Challenge >>
Edit the records below by changing every "pin" to "dot" and keeping everything else the same.

Supplied material >>
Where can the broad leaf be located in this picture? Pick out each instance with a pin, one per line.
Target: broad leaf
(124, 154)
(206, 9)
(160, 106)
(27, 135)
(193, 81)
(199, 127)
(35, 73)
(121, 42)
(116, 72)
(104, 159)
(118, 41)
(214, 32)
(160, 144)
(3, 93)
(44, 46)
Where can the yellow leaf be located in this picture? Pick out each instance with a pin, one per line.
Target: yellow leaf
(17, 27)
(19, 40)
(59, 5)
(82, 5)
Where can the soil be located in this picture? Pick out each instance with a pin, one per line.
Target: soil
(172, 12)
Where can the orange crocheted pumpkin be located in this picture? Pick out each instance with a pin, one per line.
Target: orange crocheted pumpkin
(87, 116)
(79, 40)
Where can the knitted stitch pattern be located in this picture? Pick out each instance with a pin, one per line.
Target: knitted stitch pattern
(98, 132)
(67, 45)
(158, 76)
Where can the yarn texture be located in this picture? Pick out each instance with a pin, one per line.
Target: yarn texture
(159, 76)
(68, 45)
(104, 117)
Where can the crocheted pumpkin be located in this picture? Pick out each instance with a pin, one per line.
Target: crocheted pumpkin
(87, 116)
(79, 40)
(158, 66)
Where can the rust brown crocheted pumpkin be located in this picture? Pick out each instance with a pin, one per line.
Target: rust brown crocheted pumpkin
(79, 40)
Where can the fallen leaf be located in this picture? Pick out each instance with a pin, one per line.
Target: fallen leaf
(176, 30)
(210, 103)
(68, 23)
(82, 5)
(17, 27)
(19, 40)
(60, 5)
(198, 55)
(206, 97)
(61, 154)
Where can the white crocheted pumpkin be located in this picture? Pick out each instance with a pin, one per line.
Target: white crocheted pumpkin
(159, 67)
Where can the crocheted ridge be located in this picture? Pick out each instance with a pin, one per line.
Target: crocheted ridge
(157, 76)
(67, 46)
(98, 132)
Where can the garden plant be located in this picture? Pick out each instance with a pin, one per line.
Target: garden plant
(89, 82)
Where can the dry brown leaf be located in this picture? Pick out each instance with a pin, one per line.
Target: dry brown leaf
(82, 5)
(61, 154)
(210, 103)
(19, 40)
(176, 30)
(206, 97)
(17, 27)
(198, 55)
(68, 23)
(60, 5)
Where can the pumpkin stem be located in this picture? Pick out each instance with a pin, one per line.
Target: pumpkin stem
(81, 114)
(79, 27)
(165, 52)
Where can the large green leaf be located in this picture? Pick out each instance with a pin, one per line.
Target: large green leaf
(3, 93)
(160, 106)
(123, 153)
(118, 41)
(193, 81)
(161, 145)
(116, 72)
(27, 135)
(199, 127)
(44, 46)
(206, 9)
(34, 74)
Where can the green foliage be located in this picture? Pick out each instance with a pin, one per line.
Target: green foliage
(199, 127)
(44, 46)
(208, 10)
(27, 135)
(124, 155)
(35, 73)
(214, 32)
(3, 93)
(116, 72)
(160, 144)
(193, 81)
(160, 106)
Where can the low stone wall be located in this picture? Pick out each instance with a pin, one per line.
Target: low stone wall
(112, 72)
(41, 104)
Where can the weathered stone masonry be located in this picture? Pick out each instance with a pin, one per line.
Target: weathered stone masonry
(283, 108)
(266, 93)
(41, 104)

Finished answer >>
Where can the broad leaf be located in this picture? Pick out each instance with a dot, one per line.
Target: broad leaf
(124, 154)
(206, 9)
(160, 106)
(27, 135)
(193, 81)
(199, 127)
(35, 73)
(121, 42)
(116, 72)
(104, 159)
(118, 41)
(214, 32)
(160, 144)
(3, 93)
(44, 46)
Where can the yellow leaf be located in this picture? Pick out each instance with a dot, one per line.
Target: yellow leaf
(17, 27)
(19, 40)
(59, 5)
(82, 5)
Where can the soil be located in this picture? Pick out each instance with a dot, one per line.
Target: soil
(172, 12)
Where can the orange crocheted pumpkin be located in this picture? Pick out each instance with a dot, one per line.
Target: orange crocheted pumpkin
(87, 116)
(79, 40)
Where can the knitted stitch pattern be located in this picture? Pick out each instance with a dot, one per line.
Target: knitted stitch pattern
(98, 132)
(67, 45)
(158, 76)
Where can the yarn texture be located in this picture? Pick out each instance with a dot, one per line.
Target: yarn texture
(159, 76)
(68, 45)
(104, 117)
Where can the crocheted pumpkin be located in this picture? Pick out each instance with a dot, one per line.
Target: crocheted pumpkin
(87, 116)
(79, 40)
(158, 66)
Where can the rust brown crocheted pumpkin be located in this picture? Pick out each instance with a dot, one per line.
Target: rust brown crocheted pumpkin
(79, 40)
Where can the fallen leaf be located in this picture? Pick out each instance with a dot, one per line.
Target: fallen leaf
(176, 30)
(210, 103)
(68, 23)
(82, 5)
(17, 27)
(19, 40)
(60, 5)
(198, 55)
(206, 97)
(61, 154)
Where can the white crocheted pumpkin be located in this picture? Pick out each instance with a dot, one per line.
Target: white crocheted pumpkin
(159, 67)
Where can the crocheted ridge be located in this picture? Pick out each instance with a dot, one per line.
Target: crocheted ridge
(157, 76)
(67, 46)
(98, 132)
Where can the garden plant be located in this picture? Pick out each instance with a dot, one per line.
Target: garden plant
(89, 82)
Where can the dry brown leaf be located in this picture? Pick out each instance with a dot, one per line.
Target: dry brown leaf
(82, 5)
(61, 154)
(210, 103)
(19, 40)
(176, 30)
(206, 97)
(17, 27)
(198, 55)
(68, 23)
(60, 5)
Where can the pumpkin stem be located in this picture? Pick out each instance with a dot, one per line.
Target: pumpkin stem
(81, 114)
(79, 27)
(165, 52)
Where can the large green leaf be located in this picture? Pick out each instance with a dot, one per line.
Target: large green leaf
(3, 93)
(160, 106)
(123, 153)
(118, 41)
(193, 81)
(161, 145)
(116, 72)
(27, 135)
(199, 127)
(44, 46)
(206, 9)
(34, 74)
Where can the green foliage be located in this picture? Pick out each instance with a dot, one per line.
Target: green foliage
(199, 127)
(44, 46)
(208, 10)
(27, 135)
(124, 155)
(35, 73)
(214, 32)
(3, 93)
(116, 72)
(160, 144)
(193, 81)
(160, 106)
Where can the low stone wall be located in this picture? Pick out each instance with a dot, one per line.
Target: low stone wall
(112, 72)
(41, 104)
Where can the weathered stone masonry be located in this picture? Pick out each instance with a dot, one per line.
Target: weathered stone masonry
(283, 108)
(266, 93)
(41, 104)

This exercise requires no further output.